▸ **Perintah 1**
Jawablah pertanyaan berikut berdasarkan bacaan tentang cost recovery migas:
(a) Berapa nilai indikasi penyimpangan keuangan negara yang ditemukan BPKP dalam CR selama periode 2002-2005?
(b) Berapa jumlah kontraktor kontrak kerja sama yang biaya cost recovery-nya diaudit BPK?
(c) Menurut laporan BPK, pada rentang tahun berapa biaya penggantian operasional kontraktor meningkat tiap tahun?
▸ **Perintah 2**
Sunting bagian bacaan tentang cost recovery migas, mulai dari "Seiring dengan BPKP, BPK" dan terus sampai "senilai Rp122,684 triliun.", dengan mengganti "kontraktor kontrak kerja sama" menjadi "kontraktor bagi hasil".

▸ **Bacaan**
------------------------

Dua tahun sudah berlalu, tenggat untuk menindaklanjuti hasil audit finansial, baik yang dilakukan oleh Badan Pengawasan Keuangan dan Pembangunan (BPKP) ataupun Badan Pemeriksa Keuangan (BPK) tentang dugaan penyimpangan dana {cost recovery} (CR) di sektor eksplorasi minyak dan gas, belum ada kabar beritanya. Baik berupa pola baru soal ketentuan CR, seperti yang dijanjikan pemerintah, atau tindaklanjut audit finansial menjadi audit investigasi.
CR menghangat di semester pertama tahun 2007. Ketika itu, BPKP menemukan indikasi penyimpangan keuangan negara sebesar Rp18 triliun dalam CR dari kegiatan eksplorasi dan produksi minyak dan gas bumi di Indonesia, selama periode 2002-2005.
Dalam sebuah seminar bertajuk "Tingginya Cost Recovery Siapa yang Diuntungkan?, Kepala BPKP Didi Widayadi lebih rinci mengungkapkan bahwa dari Rp.18 triliun -- hampir separuhnya sudah diklarifikasi oleh perusahaan migas, yang masih belum jelas sekitar Rp.9 triliun.
Sesuai dengan mekanisme yang sudah ditentukan, paling lambat dua tahun sejak audit selesai, BP Migas harus segera menindaklanjuti hasil audit BPKP tersebut.
"Jika dalam jangka waktu itu tidak ada tindaklanjut atau klarifikasi, maka BPKP berhak untuk mengumumkan kepada publik," kata Didi.
Seiring dengan BPKP, BPK pun mengungkapkan hasil auditnya terhadap penggunaan biaya kegiatan perminyakan atau {cost recovery} 152 kontraktor kontrak kerja sama (KKKS) tahun 2000 sampai 2006 tercatat senilai Rp122,684 triliun.
Dari jumlah itu didapati indikasi penyimpangan senilai Rp18,067 triliun dari sekitar 43 KKKS.
Dalam laporannya, BPK juga menyatakan biaya penggantian operasional kontraktor itu mengalami peningkatan tiap tahun, terhitung sejak 2001 hingga 2005.

------------------------

▸ **Isi data**
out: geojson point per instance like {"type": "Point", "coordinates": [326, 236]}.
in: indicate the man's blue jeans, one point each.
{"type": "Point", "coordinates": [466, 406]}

------------------------

▸ **Jawaban akhir 1**
(a) Rp18 triliun.
(b) 152 kontraktor kontrak kerja sama (KKKS).
(c) Sejak 2001 hingga 2005.

▸ **Jawaban akhir 2**
Seiring dengan BPKP, BPK pun mengungkapkan hasil auditnya terhadap penggunaan biaya kegiatan perminyakan atau {cost recovery} 152 kontraktor bagi hasil (KKKS) tahun 2000 sampai 2006 tercatat senilai Rp122,684 triliun.